Re: PATCH: Batch/pipelining support for libpq

From: Craig Ringer <craig(at)2ndquadrant(dot)com>
To: Vaishnavi Prabakaran <vaishnaviprabakaran(at)gmail(dot)com>
Cc: Andres Freund <andres(at)anarazel(dot)de>, Daniel Verite <daniel(at)manitou-mail(dot)org>, Michael Paquier <michael(dot)paquier(at)gmail(dot)com>, David Steele <david(at)pgmasters(dot)net>, "Prabakaran, Vaishnavi" <VaishnaviP(at)fast(dot)au(dot)fujitsu(dot)com>, Haribabu Kommi <kommi(dot)haribabu(at)gmail(dot)com>, "Tsunakawa, Takayuki" <tsunakawa(dot)takay(at)jp(dot)fujitsu(dot)com>, Dmitry Igrishin <dmitigr(at)gmail(dot)com>, PostgreSQL Hackers <pgsql-hackers(at)postgresql(dot)org>, Manuel Kniep <m(dot)kniep(at)web(dot)de>, "fujita(dot)etsuro(at)lab(dot)ntt(dot)co(dot)jp" <fujita(dot)etsuro(at)lab(dot)ntt(dot)co(dot)jp>, "Iwata, Aya" <iwata(dot)aya(at)jp(dot)fujitsu(dot)com>
Subject: Re: PATCH: Batch/pipelining support for libpq
Date: 2017-09-13 05:33:02
Message-ID: CAMsr+YE2N5Am=iXPuLtNnyH_vgZSjfL40JMTSY3hnNEFZTDsaw@mail.gmail.com
Views: Raw Message | Whole Thread | Download mbox | Resend email
Thread:
Lists: pgsql-hackers

On 13 September 2017 at 13:06, Vaishnavi Prabakaran <
vaishnaviprabakaran(at)gmail(dot)com> wrote:

>
>
> On Wed, Aug 23, 2017 at 7:40 PM, Andres Freund <andres(at)anarazel(dot)de> wrote:
>
>>
>>
>>
>> > Am failing to see the benefit in allowing user to set
>> > PQBatchAutoFlush(true|false) property? Is it really needed?

# Data section
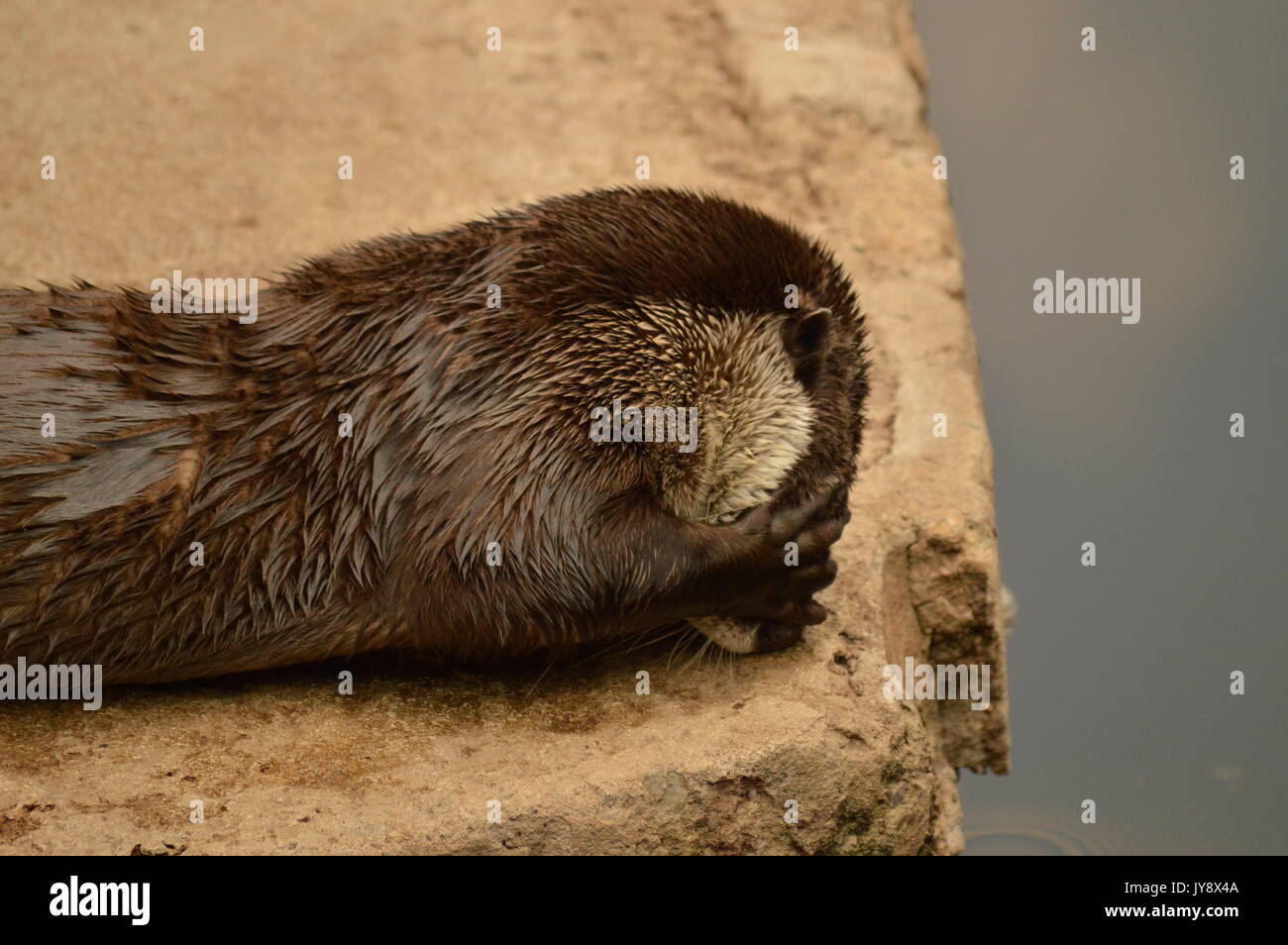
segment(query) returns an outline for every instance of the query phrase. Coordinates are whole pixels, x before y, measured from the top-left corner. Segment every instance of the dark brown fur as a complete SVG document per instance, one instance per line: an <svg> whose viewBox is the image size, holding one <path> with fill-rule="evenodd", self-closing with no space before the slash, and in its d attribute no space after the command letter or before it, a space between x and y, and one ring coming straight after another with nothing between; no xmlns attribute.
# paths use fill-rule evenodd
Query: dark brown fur
<svg viewBox="0 0 1288 945"><path fill-rule="evenodd" d="M384 646L523 653L703 614L820 619L862 318L829 254L753 210L592 192L308 261L260 294L255 324L149 301L0 292L0 662L151 681ZM818 422L759 518L681 520L661 491L685 460L590 442L592 404L683 403L683 370L632 335L641 303L781 323ZM787 573L784 536L808 566Z"/></svg>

# Complete the following
1. From the message about batch and pipelining support for libpq, copy the passage from "On 13 September" up to and including "it really needed?".
2. Decide whether each statement agrees with the message about batch and pipelining support for libpq. Answer yes or no, and quote the words that decide it.
(a) The message was sent by Andres Freund.
(b) The message is dated September 13, 2017.
(c) The quoted question asks whether a PQBatchAutoFlush setting is really needed.

# Outputs for the tasks
1.
On 13 September 2017 at 13:06, Vaishnavi Prabakaran <
vaishnaviprabakaran(at)gmail(dot)com> wrote:

>
>
> On Wed, Aug 23, 2017 at 7:40 PM, Andres Freund <andres(at)anarazel(dot)de> wrote:
>
>>
>>
>>
>> > Am failing to see the benefit in allowing user to set
>> > PQBatchAutoFlush(true|false) property? Is it really needed?

2.
(a) No: "From: Craig Ringer <craig(at)2ndquadrant(dot)com>"
(b) Yes: "Date: 2017-09-13 05:33:02"
(c) Yes: "PQBatchAutoFlush(true|false) property? Is it really needed?"